> **Task**:
Identify every line in the entries below that contains the string "tree" and copy each such line in full. Matching is case-sensitive.

+--

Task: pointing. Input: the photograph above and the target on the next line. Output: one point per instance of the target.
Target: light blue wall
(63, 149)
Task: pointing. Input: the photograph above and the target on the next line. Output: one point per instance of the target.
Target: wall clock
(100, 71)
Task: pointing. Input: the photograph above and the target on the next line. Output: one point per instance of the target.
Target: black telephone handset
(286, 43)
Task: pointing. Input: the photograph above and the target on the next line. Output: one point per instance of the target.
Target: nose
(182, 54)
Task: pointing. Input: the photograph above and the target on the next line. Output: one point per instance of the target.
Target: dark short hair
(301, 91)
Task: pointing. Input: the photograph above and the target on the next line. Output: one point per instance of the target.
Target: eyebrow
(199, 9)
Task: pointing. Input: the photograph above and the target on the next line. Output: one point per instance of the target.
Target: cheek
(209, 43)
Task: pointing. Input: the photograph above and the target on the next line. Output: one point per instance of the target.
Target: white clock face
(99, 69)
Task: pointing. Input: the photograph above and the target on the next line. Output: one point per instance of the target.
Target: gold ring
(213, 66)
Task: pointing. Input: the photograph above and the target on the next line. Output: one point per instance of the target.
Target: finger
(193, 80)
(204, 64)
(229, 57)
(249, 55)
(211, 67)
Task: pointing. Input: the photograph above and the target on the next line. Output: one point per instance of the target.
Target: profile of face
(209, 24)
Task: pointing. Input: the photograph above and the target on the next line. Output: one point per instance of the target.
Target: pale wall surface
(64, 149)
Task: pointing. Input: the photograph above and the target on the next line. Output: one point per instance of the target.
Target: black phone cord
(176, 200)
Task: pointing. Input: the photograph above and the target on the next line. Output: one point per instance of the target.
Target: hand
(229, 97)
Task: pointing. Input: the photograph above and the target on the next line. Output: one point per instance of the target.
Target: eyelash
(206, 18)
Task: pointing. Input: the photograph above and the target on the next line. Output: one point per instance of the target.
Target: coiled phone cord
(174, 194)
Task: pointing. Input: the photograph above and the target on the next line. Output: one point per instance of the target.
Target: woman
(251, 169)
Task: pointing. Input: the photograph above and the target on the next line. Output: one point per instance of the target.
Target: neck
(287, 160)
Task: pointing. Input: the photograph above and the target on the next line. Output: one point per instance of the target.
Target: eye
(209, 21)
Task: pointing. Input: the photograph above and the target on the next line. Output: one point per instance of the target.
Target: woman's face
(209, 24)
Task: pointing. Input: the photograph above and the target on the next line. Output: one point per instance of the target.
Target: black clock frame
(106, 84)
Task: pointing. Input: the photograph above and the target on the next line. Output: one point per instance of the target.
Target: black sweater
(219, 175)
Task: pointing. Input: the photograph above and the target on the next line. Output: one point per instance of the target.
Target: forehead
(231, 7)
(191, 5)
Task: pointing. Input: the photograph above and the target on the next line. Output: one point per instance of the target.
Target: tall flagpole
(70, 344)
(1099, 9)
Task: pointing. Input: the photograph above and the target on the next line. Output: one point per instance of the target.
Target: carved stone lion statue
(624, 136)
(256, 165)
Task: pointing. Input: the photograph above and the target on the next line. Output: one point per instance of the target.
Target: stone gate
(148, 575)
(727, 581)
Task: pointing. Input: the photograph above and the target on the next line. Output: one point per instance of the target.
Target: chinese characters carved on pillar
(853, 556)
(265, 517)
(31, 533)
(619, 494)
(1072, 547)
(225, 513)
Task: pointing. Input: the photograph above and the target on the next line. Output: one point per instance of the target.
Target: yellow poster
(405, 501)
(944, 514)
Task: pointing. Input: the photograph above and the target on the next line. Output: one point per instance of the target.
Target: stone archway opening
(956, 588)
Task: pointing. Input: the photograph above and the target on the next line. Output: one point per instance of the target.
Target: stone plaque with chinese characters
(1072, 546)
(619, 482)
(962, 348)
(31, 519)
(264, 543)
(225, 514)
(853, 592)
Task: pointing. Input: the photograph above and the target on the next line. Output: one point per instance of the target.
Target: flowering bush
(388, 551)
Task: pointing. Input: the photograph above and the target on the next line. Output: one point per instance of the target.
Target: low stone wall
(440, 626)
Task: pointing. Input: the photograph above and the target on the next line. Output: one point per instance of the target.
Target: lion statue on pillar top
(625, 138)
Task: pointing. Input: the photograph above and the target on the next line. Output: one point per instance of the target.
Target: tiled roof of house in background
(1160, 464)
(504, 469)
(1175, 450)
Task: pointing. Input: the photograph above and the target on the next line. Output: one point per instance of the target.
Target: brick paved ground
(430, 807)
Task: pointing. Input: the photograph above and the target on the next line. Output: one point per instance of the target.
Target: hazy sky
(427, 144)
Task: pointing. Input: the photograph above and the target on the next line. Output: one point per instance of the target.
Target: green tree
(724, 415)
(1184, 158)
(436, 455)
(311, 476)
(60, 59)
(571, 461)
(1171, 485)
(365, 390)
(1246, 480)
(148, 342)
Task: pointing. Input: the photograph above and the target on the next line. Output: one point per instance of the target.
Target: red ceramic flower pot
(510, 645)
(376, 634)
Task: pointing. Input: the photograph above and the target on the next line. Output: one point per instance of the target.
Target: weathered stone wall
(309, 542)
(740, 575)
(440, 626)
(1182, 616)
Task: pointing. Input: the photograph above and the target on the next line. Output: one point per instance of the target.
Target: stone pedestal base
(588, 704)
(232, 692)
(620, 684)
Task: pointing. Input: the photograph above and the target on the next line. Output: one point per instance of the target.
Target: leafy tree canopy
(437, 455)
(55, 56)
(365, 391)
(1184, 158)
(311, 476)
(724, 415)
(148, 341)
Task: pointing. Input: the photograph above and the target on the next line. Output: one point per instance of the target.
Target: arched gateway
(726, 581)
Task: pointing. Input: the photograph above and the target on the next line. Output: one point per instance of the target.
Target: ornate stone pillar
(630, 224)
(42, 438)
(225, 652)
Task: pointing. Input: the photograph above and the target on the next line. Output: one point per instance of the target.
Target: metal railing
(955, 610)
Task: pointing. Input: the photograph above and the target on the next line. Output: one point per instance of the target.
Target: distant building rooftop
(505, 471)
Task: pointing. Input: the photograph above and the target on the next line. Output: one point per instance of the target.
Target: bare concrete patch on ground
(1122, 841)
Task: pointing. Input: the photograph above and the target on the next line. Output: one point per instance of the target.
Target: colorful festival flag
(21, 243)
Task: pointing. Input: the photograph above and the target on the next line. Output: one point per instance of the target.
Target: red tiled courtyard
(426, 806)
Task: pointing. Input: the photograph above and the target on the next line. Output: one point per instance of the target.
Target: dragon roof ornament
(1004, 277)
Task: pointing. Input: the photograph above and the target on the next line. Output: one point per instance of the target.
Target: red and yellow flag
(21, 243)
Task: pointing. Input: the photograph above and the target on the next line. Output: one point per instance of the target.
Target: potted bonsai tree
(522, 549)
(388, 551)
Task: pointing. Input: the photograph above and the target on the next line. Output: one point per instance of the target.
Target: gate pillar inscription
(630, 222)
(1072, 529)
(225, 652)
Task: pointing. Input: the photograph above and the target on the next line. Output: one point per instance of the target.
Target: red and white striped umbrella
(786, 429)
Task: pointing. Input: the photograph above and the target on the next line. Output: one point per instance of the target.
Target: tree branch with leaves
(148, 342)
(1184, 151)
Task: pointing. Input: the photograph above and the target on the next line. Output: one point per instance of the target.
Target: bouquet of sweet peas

+--

> **Exercise solution**:
Target: green tree
Target: leafy tree canopy
Target: potted bonsai tree
Target: tree branch with leaves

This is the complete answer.